§ Direction:
Output every record word for word.

- - -

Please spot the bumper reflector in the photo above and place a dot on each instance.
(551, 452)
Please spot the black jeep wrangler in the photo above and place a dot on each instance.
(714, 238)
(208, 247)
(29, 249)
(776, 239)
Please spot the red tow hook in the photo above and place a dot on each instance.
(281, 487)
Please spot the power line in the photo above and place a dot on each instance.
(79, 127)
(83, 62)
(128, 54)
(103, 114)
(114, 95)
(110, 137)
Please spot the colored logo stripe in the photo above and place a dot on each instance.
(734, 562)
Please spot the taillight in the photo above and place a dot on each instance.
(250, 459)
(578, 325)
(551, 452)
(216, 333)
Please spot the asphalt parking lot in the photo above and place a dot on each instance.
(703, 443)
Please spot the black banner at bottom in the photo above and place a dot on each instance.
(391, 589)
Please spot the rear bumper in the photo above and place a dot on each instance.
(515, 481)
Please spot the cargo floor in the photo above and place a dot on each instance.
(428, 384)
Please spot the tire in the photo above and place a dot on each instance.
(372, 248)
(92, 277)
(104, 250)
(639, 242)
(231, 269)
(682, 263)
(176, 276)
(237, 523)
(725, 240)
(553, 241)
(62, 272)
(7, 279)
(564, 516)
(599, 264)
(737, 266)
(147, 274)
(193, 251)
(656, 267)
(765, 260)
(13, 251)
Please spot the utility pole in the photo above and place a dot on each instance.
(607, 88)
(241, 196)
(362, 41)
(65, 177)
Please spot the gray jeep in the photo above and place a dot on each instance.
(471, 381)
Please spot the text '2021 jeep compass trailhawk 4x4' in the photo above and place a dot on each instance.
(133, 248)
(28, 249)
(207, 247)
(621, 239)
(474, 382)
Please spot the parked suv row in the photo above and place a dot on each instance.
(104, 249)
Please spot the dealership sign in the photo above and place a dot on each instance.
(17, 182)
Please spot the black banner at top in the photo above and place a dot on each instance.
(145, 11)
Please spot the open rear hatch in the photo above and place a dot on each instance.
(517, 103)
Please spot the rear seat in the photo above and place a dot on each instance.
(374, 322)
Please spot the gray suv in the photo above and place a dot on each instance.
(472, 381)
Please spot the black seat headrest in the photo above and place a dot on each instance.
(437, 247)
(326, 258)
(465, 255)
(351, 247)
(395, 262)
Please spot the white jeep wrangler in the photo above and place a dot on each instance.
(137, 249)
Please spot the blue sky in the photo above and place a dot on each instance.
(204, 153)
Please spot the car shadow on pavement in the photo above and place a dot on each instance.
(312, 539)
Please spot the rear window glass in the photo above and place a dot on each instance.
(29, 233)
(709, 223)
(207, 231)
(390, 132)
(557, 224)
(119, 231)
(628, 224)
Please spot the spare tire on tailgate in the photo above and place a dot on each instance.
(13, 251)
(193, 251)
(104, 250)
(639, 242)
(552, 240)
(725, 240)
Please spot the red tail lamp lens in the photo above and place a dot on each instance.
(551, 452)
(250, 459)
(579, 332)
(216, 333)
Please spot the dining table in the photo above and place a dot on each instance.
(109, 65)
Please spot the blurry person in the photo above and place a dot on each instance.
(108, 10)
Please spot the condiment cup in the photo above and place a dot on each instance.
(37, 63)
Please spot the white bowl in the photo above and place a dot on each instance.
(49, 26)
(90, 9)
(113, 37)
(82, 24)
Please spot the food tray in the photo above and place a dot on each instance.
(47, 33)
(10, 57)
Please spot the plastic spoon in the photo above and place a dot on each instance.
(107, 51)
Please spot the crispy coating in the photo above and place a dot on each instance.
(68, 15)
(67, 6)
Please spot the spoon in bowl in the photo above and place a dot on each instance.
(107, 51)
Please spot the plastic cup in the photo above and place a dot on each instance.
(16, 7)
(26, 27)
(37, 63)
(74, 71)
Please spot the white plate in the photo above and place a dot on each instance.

- - -

§ Output of the exercise:
Please spot the bumper reflector in the photo above and place a dot on each instance.
(551, 452)
Please spot the black jeep wrangler in the photo above and place a dot on each instance.
(714, 238)
(208, 247)
(29, 249)
(776, 239)
Please spot the red tow hook in the photo above and place a dot on each instance.
(281, 487)
Please spot the power line in the photo above and place a dot on each instance.
(79, 127)
(83, 62)
(128, 54)
(103, 114)
(114, 95)
(110, 137)
Please spot the colored logo stripe in the photo above and place a dot on each instance.
(734, 562)
Please spot the taillight in the photo above and place a dot on each instance.
(250, 459)
(578, 325)
(551, 452)
(216, 333)
Please spot the asphalt parking lot in the photo above and place a dot on each instance.
(703, 443)
Please spot the black banner at bottom in the photo above and place a dot on each instance.
(391, 589)
Please spot the rear bumper in the photo above and place a dot on each instance.
(515, 481)
Please spot the cargo floor in the photo above and place a dot on each instance.
(428, 384)
Please spot the tire in the photo above and place a dot on each instance.
(372, 248)
(92, 277)
(104, 250)
(639, 242)
(231, 269)
(682, 263)
(176, 276)
(237, 523)
(725, 240)
(553, 241)
(62, 272)
(7, 279)
(564, 516)
(599, 264)
(737, 266)
(147, 274)
(193, 251)
(656, 267)
(765, 260)
(13, 251)
Please spot the utility pole in the photo above and place a dot on each instance.
(607, 88)
(241, 196)
(362, 41)
(65, 177)
Please spot the gray jeep in the photo above and place a dot on each instance.
(471, 381)
Please spot the text '2021 jeep compass trailhawk 4x4' in the photo above and place a dot on each instance.
(133, 248)
(28, 249)
(207, 247)
(621, 239)
(474, 382)
Please spot the parked suv row in the photo above and place a dot on each instance.
(104, 249)
Please spot the dealership sign in the photo above and place a dot on each instance.
(17, 182)
Please spot the black banner at top in the photo above and place a dot on each instance.
(145, 11)
Please spot the open rear hatch in the photo above and place a dot on each instance.
(517, 103)
Please spot the rear seat in the photo above and place a dot on each instance.
(374, 322)
Please spot the gray suv in the photo above and place a dot on each instance.
(472, 381)
Please spot the black seat headrest in the photo above and place a dot on each instance.
(437, 247)
(326, 258)
(465, 255)
(351, 247)
(395, 262)
Please spot the white jeep wrangler in the photo above and place a dot on each instance.
(137, 249)
Please spot the blue sky in the photo above and place a dot on each instance.
(204, 153)
Please spot the car shadow on pavement in the photo above and place a dot on each instance.
(312, 539)
Please spot the rear window glass in the photo above and place a dot on each instance.
(29, 233)
(709, 223)
(207, 231)
(390, 132)
(557, 224)
(119, 231)
(628, 224)
Please spot the spare tire on tailgate in the photo above and place a dot on each instance.
(13, 251)
(193, 251)
(104, 250)
(639, 242)
(552, 240)
(725, 240)
Please spot the red tail lamp lens in the photo above and place a dot on each instance.
(551, 452)
(250, 459)
(579, 332)
(216, 333)
Please spot the dining table in the photo above and place a dot on each instance.
(109, 65)
Please spot the blurry person in the photo above and place a dot on each instance.
(108, 10)
Please spot the condiment cup in the photo above and place a dot on each instance.
(37, 63)
Please spot the white bowl in the photo above and place a dot on each instance.
(49, 26)
(90, 9)
(113, 37)
(82, 24)
Please spot the food tray in the photo above and place a dot on each instance.
(47, 33)
(10, 57)
Please spot the plastic spoon in the photo above and place a dot on each instance.
(107, 51)
Please spot the crispy coating in the photo above and place a dot on each instance.
(68, 15)
(67, 6)
Please spot the spoon in bowl in the photo above and place a dot on each instance.
(107, 51)
Please spot the plastic cup in the photo above and place a dot on each instance.
(16, 7)
(26, 27)
(37, 63)
(74, 71)
Please spot the white plate in the photo above and place a dot on each instance.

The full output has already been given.